Report every line of the records below that contains the word "white", copying each such line in full.

— START —

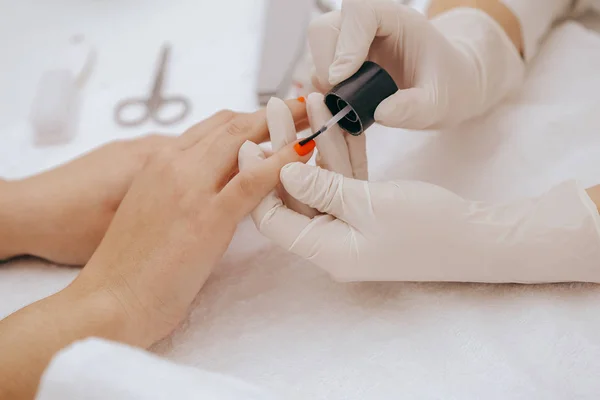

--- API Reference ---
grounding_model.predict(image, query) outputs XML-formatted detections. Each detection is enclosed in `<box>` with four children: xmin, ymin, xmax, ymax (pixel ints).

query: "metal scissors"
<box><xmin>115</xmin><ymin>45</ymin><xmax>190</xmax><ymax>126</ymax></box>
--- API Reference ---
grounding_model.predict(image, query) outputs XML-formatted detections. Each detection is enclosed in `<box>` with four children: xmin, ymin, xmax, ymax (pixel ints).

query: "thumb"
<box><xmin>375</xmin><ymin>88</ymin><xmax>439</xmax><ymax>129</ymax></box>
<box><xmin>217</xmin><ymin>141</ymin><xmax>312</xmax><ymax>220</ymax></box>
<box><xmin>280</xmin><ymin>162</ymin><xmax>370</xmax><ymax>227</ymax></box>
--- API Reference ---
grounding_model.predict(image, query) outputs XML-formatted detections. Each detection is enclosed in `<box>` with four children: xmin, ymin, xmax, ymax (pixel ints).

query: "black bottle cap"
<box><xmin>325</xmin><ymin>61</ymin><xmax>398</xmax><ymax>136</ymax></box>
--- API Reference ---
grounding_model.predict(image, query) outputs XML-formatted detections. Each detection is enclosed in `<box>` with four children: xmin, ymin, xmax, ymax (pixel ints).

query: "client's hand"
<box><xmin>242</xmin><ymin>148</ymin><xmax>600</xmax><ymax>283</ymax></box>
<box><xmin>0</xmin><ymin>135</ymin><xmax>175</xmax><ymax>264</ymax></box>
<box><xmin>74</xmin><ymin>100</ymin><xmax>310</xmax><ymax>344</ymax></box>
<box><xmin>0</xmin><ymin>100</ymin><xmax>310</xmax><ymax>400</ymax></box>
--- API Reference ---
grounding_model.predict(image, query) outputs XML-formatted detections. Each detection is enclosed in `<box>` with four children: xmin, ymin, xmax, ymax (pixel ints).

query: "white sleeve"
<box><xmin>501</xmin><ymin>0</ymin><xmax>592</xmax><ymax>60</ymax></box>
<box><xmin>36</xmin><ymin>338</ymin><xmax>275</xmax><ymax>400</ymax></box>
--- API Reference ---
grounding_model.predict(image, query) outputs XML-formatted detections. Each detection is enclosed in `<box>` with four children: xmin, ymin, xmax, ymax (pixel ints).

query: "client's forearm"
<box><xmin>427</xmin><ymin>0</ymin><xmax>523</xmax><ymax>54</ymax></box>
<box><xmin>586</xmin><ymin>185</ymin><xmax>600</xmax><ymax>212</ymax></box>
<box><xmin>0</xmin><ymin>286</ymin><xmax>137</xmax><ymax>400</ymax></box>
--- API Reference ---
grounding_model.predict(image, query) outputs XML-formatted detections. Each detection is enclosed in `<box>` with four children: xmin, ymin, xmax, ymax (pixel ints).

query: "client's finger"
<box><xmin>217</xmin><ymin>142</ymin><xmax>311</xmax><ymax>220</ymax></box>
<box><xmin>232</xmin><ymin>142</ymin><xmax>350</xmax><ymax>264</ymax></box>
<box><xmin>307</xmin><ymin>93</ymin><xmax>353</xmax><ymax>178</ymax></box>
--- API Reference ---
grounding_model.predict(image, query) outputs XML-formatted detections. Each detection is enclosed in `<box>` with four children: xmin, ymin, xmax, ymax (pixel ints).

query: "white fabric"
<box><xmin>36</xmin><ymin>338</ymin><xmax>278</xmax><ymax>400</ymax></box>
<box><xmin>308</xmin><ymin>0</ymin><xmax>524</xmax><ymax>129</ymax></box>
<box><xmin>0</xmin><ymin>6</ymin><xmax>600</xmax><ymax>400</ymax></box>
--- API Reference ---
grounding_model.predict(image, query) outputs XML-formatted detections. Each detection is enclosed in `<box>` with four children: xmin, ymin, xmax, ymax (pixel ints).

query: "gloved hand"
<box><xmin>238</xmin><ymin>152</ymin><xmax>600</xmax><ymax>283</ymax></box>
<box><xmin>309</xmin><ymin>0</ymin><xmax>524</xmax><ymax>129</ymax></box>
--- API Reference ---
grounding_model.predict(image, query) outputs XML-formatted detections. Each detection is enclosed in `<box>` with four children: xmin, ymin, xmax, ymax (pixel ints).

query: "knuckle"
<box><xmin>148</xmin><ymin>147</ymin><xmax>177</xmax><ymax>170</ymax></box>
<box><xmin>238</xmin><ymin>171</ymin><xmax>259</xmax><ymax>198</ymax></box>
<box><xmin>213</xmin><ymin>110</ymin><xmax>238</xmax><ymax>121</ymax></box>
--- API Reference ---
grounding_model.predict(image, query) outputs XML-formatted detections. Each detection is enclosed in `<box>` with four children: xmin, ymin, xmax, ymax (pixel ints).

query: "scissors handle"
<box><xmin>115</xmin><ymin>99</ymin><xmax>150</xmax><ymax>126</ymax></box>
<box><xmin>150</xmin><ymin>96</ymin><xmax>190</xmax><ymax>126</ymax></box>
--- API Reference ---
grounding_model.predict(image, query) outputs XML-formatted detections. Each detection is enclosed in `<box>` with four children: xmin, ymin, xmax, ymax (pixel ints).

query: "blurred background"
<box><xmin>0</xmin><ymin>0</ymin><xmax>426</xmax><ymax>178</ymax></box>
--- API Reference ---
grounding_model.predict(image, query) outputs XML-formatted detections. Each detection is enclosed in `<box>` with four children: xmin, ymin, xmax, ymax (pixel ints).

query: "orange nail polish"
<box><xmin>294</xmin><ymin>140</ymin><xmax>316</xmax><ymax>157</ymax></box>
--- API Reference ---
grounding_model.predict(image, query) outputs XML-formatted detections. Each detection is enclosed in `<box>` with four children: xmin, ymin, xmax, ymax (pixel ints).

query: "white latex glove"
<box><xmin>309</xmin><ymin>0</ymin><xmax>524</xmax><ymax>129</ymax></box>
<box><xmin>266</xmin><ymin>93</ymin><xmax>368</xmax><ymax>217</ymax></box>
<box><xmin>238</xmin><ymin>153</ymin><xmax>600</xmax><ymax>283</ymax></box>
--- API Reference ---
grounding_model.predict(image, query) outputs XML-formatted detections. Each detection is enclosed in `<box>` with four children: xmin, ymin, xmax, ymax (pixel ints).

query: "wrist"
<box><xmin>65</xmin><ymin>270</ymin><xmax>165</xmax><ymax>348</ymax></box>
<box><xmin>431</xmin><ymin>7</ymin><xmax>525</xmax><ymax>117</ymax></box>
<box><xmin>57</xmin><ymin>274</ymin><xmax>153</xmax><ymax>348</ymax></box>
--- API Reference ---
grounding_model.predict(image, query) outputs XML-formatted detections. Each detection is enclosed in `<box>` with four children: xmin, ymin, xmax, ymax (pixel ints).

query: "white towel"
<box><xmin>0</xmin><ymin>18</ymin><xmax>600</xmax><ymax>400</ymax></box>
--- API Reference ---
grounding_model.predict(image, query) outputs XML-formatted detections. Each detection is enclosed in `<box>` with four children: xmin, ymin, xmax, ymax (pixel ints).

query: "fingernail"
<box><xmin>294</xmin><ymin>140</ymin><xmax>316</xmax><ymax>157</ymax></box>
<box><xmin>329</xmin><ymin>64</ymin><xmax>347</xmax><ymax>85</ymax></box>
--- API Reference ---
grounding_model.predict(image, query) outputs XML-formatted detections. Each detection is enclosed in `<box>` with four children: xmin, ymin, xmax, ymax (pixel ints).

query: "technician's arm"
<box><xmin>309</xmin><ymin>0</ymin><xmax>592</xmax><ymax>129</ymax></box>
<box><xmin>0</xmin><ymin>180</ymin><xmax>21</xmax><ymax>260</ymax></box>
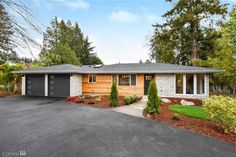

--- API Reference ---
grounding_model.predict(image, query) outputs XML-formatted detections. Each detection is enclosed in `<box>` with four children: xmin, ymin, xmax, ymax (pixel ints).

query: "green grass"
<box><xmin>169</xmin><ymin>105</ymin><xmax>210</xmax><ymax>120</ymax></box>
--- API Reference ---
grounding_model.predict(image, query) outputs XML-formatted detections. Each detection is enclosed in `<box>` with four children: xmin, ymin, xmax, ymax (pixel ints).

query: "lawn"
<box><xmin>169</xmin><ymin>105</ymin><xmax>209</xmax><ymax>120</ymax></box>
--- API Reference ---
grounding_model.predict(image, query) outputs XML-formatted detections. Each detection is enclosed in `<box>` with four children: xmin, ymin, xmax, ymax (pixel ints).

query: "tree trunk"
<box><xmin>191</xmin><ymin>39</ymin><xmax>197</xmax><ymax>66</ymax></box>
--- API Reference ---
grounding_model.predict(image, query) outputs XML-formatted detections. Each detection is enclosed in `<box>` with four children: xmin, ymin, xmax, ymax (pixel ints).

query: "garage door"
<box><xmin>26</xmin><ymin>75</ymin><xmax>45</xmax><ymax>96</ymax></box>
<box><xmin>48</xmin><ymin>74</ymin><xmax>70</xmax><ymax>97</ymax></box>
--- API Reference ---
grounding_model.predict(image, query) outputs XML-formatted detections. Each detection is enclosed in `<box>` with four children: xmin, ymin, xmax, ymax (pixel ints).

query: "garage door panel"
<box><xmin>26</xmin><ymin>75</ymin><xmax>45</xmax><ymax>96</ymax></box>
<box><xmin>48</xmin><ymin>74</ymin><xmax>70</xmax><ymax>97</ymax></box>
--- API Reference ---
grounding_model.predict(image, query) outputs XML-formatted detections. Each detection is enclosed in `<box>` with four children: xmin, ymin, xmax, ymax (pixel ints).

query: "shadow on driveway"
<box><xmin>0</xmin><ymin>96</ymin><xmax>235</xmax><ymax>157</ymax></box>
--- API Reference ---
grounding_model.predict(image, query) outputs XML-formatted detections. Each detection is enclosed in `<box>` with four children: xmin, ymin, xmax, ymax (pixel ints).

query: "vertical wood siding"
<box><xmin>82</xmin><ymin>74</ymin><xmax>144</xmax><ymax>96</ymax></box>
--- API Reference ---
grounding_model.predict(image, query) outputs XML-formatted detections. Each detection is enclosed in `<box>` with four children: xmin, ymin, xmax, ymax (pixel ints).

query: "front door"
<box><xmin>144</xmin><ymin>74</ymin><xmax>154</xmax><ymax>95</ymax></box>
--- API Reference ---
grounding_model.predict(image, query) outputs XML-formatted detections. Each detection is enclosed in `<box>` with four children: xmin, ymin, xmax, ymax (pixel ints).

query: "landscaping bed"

— END —

#### [Result for this exercise]
query: "white sleeve"
query: "white fabric"
query: "white latex glove"
query: "white towel"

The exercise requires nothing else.